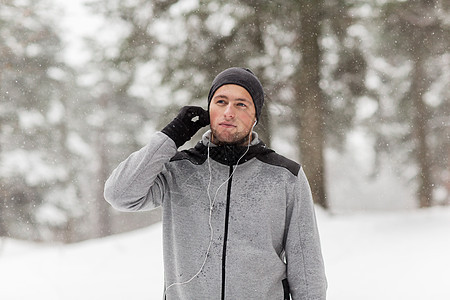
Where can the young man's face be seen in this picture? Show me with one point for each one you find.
(232, 114)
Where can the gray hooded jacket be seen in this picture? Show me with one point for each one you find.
(260, 235)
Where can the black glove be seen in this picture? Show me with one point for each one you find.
(189, 120)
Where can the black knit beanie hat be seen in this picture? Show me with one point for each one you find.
(243, 77)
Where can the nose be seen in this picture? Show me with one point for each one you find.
(229, 112)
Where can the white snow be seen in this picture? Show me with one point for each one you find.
(368, 256)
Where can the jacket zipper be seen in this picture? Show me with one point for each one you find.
(225, 235)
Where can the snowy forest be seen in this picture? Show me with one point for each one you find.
(357, 91)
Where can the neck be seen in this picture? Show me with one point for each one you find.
(245, 141)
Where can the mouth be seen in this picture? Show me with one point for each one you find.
(227, 125)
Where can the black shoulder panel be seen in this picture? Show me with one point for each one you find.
(276, 159)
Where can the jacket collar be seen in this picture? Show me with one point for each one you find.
(231, 154)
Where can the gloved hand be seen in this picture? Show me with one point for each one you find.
(189, 120)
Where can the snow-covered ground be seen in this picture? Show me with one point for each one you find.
(368, 256)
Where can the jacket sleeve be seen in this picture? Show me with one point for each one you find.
(305, 267)
(139, 182)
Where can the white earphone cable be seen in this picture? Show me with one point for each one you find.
(211, 206)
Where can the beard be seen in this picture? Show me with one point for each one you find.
(237, 140)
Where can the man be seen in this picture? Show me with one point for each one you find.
(238, 219)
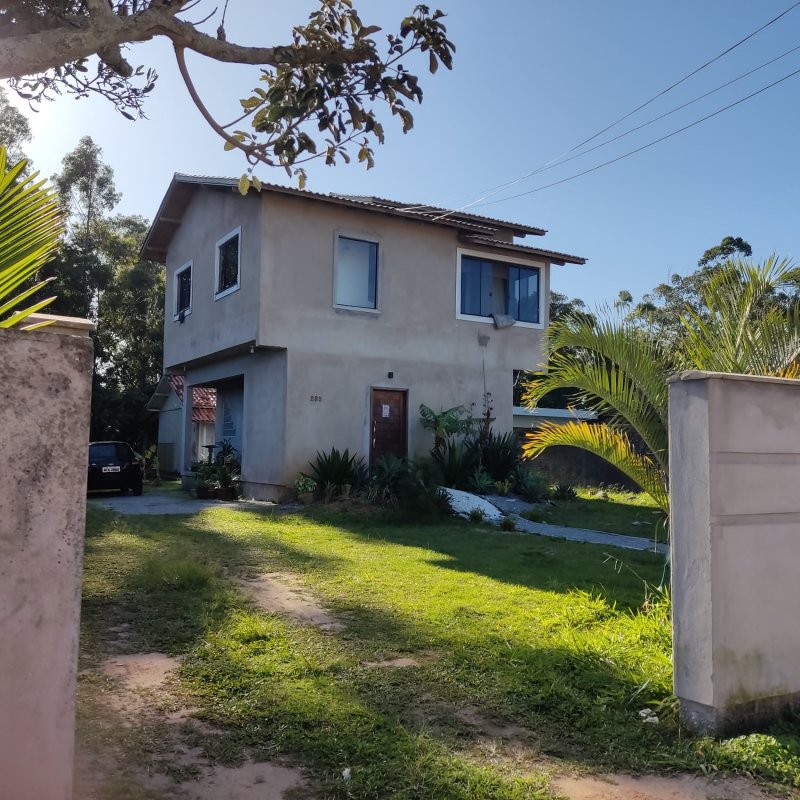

______

Nothing but the lines from the one containing "Where can the black shoulder" through the end of the entries should be written out, exactly and without pictures.

Where can the black shoulder panel be seen in this picture? Show me with one point for each one you find.
(276, 159)
Where can the jacket collar be seen in this picture? Show me with one point for each one you find.
(231, 154)
Where can the gloved hand be seen in this picture? Show me with one point for each one you find.
(189, 120)
Where can the snow-covered ground be seen in this picture? Show me with one point for each one you find.
(368, 256)
Where can the jacket sleeve be seen in this picture? Show me with one point for each one you find.
(305, 267)
(139, 182)
Where can the white earphone cable be seen in this picture? Show me with one point for each one you find.
(211, 206)
Where can the beard be seen in this picture? Show me with one point for each one you find.
(237, 140)
Where can the man be seen in this picture? Show me with one point for each one you find.
(238, 219)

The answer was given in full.